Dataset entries
════

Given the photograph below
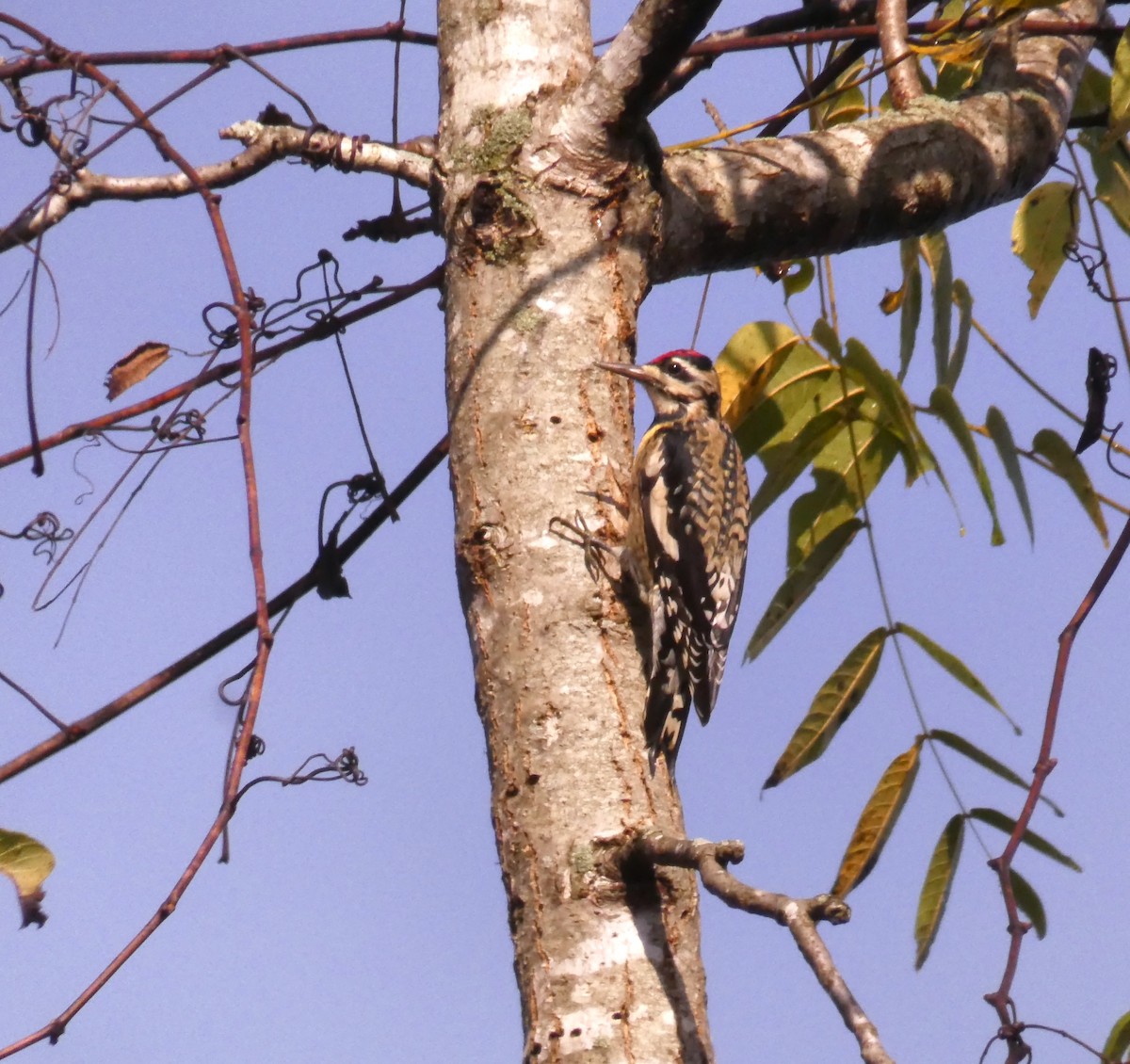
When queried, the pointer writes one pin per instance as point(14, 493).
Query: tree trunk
point(541, 282)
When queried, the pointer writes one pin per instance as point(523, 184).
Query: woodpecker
point(688, 519)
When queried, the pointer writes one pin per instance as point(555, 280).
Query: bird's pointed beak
point(626, 369)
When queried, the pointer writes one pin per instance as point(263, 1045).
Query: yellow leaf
point(135, 367)
point(746, 363)
point(1045, 222)
point(877, 821)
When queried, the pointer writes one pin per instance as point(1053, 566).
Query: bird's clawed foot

════

(REQUIRED WORK) What you output should match the records line for line, minus the pictures.

(WRITTEN ANSWER)
Given the photograph below
When queried, the pointer writes one pin per instance as point(14, 493).
Query: tree trunk
point(541, 282)
When queried, the pointer writes one pin per instance as point(523, 184).
Query: woodpecker
point(688, 519)
When queried, the pointer writes one pin per instance as point(555, 280).
Query: bird's pointed beak
point(626, 369)
When queried, the pointer writes one pin per instance as point(263, 1045).
Query: yellow leaf
point(135, 367)
point(746, 363)
point(1045, 222)
point(877, 821)
When queried, the pointer writes one pin per instance as point(1053, 566).
Query: bird's clawed foot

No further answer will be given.